Pictures do not belong in the copy. Return all of the entries exactly.

INPUT FOR THIS TASK »
☆ ☆ ☆ ☆ ☆

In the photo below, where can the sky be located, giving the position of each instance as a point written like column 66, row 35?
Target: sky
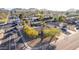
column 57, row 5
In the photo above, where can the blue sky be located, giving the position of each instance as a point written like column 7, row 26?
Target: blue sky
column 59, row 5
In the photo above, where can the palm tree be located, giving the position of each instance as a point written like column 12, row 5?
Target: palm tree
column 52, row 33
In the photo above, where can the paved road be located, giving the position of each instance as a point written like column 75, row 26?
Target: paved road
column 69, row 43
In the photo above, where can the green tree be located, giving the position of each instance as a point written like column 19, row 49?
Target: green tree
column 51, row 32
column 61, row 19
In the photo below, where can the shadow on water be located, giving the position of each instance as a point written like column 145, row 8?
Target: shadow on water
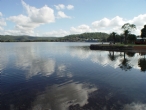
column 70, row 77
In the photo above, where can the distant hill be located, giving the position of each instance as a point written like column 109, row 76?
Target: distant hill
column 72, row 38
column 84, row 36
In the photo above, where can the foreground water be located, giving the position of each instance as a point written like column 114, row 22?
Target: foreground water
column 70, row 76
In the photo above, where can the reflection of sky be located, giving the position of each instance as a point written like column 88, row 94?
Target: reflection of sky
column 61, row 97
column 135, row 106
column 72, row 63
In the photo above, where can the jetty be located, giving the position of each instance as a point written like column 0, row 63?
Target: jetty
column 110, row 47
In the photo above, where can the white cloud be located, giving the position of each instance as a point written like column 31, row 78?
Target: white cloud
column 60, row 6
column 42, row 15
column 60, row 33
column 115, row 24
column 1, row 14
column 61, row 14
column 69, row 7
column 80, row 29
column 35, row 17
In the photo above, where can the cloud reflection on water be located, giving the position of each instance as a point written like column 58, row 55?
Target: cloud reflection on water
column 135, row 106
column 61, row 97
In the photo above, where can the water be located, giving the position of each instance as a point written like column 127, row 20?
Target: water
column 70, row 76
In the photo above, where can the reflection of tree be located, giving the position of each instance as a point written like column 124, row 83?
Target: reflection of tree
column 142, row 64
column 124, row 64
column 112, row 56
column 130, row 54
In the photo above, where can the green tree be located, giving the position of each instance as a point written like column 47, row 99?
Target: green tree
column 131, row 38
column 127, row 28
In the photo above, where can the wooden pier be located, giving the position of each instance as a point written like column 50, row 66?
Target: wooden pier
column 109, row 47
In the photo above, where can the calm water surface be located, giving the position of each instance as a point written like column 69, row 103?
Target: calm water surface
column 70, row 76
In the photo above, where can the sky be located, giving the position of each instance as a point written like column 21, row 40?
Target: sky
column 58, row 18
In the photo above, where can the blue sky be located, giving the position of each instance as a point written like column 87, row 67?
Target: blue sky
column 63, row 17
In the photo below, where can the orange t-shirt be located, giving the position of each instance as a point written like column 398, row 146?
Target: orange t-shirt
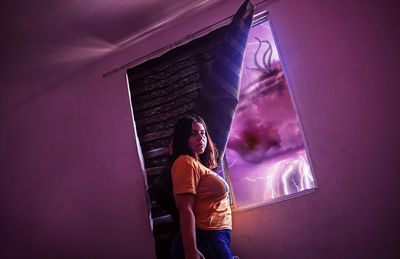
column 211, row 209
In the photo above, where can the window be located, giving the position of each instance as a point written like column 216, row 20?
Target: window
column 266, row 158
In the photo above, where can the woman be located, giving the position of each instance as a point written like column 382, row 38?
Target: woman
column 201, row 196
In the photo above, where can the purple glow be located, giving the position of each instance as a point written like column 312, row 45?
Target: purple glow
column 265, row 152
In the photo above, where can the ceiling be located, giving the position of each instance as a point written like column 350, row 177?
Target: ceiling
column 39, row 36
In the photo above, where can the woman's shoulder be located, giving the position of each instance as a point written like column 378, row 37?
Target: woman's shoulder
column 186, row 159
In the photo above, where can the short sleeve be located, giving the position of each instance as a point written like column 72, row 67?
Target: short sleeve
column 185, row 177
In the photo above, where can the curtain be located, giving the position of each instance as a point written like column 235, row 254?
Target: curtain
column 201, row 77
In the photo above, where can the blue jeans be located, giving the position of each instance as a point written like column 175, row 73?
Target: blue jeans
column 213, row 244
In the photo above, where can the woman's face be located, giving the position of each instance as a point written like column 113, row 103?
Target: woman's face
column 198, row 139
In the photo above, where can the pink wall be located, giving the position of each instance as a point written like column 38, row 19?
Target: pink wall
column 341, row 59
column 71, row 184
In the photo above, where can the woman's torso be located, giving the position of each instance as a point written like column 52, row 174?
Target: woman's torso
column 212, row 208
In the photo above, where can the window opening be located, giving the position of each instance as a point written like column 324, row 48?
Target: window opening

☆ ☆ ☆ ☆ ☆

ANSWER FOR THIS EXERCISE »
In the photo below, where can the sky be located, giving the position of each instance as a point written like column 66, row 35?
Target: sky
column 57, row 5
In the photo above, where can the blue sky be located, giving the position of each instance as a point written like column 7, row 26?
Target: blue sky
column 59, row 5
In the photo above, where can the palm tree be located, giving the position of each instance as a point written like column 12, row 5?
Target: palm tree
column 52, row 33
In the photo above, where can the paved road be located, giving the position of each instance as a point written like column 75, row 26?
Target: paved road
column 69, row 43
In the photo above, where can the green tree be located, giving the position of each instance as a point written like column 19, row 49?
Target: green tree
column 51, row 32
column 61, row 19
In the photo below, where can the shadow on water be located, giving the position of each instance as a point written like column 145, row 8?
Target: shadow on water
column 70, row 77
In the photo above, where can the distant hill be located, giving the position of each instance as a point written like column 109, row 76?
Target: distant hill
column 72, row 38
column 84, row 36
In the photo above, where can the foreground water be located, giving the position of each instance as a point written like column 114, row 22?
Target: foreground water
column 70, row 76
In the photo above, where can the reflection of sky be located, giving the position of each instance as a point written like column 88, row 94?
Target: reflection of sky
column 61, row 97
column 135, row 106
column 72, row 63
In the photo above, where can the jetty be located, giving the position of each instance as a point written like column 0, row 63?
Target: jetty
column 110, row 47
In the photo above, where can the white cloud be located, giving the position of each instance as a point written like column 31, row 78?
Target: white cloud
column 60, row 6
column 42, row 15
column 60, row 33
column 115, row 24
column 1, row 14
column 61, row 14
column 69, row 7
column 80, row 29
column 35, row 17
In the photo above, where can the cloud reflection on water be located, giving the position of each instance as a point written like column 58, row 55?
Target: cloud reflection on water
column 135, row 106
column 61, row 97
In the photo above, where can the water be located, giving the position of each instance as a point written like column 127, row 20?
Target: water
column 70, row 76
In the photo above, where can the reflection of tree be located, giving the position of each instance as a point written like column 124, row 83?
Target: reflection of tree
column 142, row 64
column 124, row 64
column 112, row 56
column 130, row 54
In the photo above, where can the green tree be located, giving the position of each instance as a point written like column 47, row 99?
Target: green tree
column 131, row 38
column 127, row 28
In the photo above, where can the wooden pier be located, giving the position of each instance as a point written like column 50, row 66?
Target: wooden pier
column 109, row 47
In the photo above, where can the calm water surface be located, giving the position of each instance as a point written like column 69, row 103?
Target: calm water surface
column 70, row 76
In the photo above, where can the sky be located, giving the position of each instance as a point written like column 21, row 40?
Target: sky
column 58, row 18
In the photo above, where can the blue sky be located, giving the position of each instance as a point written like column 87, row 67?
Target: blue sky
column 63, row 17
In the photo below, where can the orange t-shirt be located, giving the position of each instance as a point written like column 398, row 146?
Target: orange t-shirt
column 211, row 209
In the photo above, where can the window be located, giving the position of each instance as a point written like column 216, row 20?
Target: window
column 266, row 158
In the photo above, where can the woman be located, giving the position of each instance as a point written like column 382, row 38?
Target: woman
column 201, row 196
In the photo above, where can the purple glow be located, giving the position of each instance as a point written like column 312, row 45?
Target: purple glow
column 265, row 152
In the photo above, where can the ceiling be located, giving the position of each instance as a point written like column 350, row 177?
Target: ceiling
column 39, row 36
In the photo above, where can the woman's shoulder be located, giving the position of each instance as a point written like column 378, row 37?
Target: woman's shoulder
column 186, row 159
In the photo above, where can the short sleeve be located, giving the position of each instance as a point written like column 72, row 67?
Target: short sleeve
column 185, row 177
In the photo above, where can the curtain be located, giving the position of each instance as a point written like column 235, row 254?
Target: curtain
column 201, row 77
In the photo above, where can the blue jeans be located, giving the position of each instance as a point written like column 175, row 73?
Target: blue jeans
column 213, row 244
In the photo above, where can the woman's face be located, giving the position of each instance as a point written like column 113, row 103?
Target: woman's face
column 198, row 139
In the photo above, where can the pink wall be located, giving the position of each instance as a point written like column 38, row 19?
Target: pink wall
column 341, row 59
column 71, row 184
In the photo above, where can the woman's torso be located, giving the position of each instance as a point written like column 52, row 174?
Target: woman's torso
column 212, row 208
In the photo above, where can the window opening be located, giving the position of each instance as a point written like column 324, row 48?
Target: window opening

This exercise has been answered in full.